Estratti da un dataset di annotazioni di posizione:
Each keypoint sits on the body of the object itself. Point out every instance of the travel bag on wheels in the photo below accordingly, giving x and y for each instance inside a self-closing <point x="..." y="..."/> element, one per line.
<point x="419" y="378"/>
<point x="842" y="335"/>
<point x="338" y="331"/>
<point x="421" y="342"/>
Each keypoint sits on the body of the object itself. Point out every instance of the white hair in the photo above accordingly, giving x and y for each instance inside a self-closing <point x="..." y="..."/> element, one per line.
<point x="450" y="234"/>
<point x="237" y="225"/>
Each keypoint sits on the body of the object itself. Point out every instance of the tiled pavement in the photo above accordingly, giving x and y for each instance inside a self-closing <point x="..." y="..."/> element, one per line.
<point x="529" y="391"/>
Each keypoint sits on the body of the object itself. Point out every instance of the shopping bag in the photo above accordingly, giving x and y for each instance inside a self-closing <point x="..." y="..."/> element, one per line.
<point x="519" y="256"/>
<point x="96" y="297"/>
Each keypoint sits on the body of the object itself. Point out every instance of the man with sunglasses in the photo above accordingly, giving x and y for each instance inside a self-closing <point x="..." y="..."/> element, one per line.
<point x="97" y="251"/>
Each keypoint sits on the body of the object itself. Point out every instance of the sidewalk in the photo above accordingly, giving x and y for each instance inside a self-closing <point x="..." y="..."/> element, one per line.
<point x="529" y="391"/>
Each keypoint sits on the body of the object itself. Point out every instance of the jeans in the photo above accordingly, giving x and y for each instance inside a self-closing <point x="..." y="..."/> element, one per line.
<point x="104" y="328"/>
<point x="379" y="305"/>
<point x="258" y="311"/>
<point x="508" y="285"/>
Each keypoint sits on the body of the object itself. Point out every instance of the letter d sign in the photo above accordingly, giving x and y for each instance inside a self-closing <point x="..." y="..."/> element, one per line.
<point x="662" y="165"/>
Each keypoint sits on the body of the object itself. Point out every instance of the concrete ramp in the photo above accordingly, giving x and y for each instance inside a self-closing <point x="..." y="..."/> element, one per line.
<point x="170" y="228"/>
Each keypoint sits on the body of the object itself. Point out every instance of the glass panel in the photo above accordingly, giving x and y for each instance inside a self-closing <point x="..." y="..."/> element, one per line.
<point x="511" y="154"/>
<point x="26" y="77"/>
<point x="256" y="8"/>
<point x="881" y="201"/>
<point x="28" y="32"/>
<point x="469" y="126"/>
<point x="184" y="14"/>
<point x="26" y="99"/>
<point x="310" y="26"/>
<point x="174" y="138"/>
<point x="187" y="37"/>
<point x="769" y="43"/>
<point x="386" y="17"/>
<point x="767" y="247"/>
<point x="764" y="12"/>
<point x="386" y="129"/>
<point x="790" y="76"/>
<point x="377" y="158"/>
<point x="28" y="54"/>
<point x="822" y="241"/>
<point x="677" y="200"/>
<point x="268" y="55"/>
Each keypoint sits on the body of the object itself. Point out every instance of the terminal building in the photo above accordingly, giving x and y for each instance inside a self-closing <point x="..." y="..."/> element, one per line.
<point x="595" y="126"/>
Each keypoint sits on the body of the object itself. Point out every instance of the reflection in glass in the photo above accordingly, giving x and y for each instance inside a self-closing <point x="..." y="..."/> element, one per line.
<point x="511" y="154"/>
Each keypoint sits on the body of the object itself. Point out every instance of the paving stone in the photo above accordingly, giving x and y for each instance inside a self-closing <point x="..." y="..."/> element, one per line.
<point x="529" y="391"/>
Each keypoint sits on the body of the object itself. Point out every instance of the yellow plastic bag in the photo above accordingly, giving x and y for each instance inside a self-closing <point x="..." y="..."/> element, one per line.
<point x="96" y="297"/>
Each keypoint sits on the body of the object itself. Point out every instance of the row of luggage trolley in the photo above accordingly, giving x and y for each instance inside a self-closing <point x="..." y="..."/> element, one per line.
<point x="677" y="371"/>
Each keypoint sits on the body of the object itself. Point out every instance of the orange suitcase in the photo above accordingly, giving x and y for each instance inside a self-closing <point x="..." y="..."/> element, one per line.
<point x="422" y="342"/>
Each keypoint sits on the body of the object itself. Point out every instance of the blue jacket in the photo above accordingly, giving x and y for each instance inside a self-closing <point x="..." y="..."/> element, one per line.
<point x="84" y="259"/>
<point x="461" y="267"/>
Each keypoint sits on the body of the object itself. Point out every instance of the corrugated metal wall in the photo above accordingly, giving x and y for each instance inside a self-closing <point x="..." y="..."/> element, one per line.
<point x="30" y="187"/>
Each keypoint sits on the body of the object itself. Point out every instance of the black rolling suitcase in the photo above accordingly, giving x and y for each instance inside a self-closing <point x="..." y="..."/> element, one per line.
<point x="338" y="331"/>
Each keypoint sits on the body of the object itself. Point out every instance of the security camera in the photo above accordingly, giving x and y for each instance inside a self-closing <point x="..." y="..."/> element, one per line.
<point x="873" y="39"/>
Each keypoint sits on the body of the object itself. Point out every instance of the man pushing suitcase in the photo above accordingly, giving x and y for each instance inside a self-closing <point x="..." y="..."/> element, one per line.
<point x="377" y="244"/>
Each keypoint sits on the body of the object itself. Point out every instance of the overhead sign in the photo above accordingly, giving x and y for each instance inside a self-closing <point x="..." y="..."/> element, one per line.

Scopo del compito. Modifica la parte che inizia con la riga contenente "row of luggage" e termina con la fine delle righe, sostituendo "security camera" con "surveillance camera" e lasciando invariato tutto il resto. Riporta soltanto questa parte.

Risposta finale.
Each keypoint sits on the body of the object itself. Point out every instance of the row of luggage trolley in the photo above accordingly, giving x and y for each instance inside a self-closing <point x="..." y="..."/> element, one per line.
<point x="677" y="371"/>
Each keypoint sits on the body of the object itself. Point out every instance of the orange suitcase in the photo above accordingly, giving x and y for each instance inside a self-closing <point x="..." y="..."/> element, one per line.
<point x="422" y="342"/>
Each keypoint sits on the body of the object itself. Point out every instance of the blue jacket in the photo above accordingly, giving x and y for each instance inside a self-closing <point x="..." y="..."/> element, one per line.
<point x="84" y="259"/>
<point x="461" y="267"/>
Each keypoint sits on the body of the object itself. Point out every instance of the corrugated metal wall in the photo above accordingly, giving x and y for each instance inside a self-closing <point x="..." y="..."/> element, one per line.
<point x="30" y="187"/>
Each keypoint sits on the body of the object itself. Point out every instance of the black rolling suitcase in the photo above accordingly, giving x and y for each instance inside a self-closing <point x="..." y="..."/> element, one per line.
<point x="338" y="331"/>
Each keypoint sits on the body of the object itself. Point out every instance of the surveillance camera in the photo above accordingly, giving x and y for each instance inside a self-closing <point x="..." y="..."/> element, one per line.
<point x="873" y="39"/>
Each keypoint sits on the body of the object itself. Point out every instance of the man pushing suitcase in the photo above accordingly, giving x and y for each instance inside a self-closing <point x="..." y="..."/> element, one per line.
<point x="377" y="244"/>
Each keypoint sits on the body of the object itself. Point out every instance of the overhead sign in the photo above accordingly, giving x and y for each instance inside a self-closing <point x="..." y="..."/> element, one per line.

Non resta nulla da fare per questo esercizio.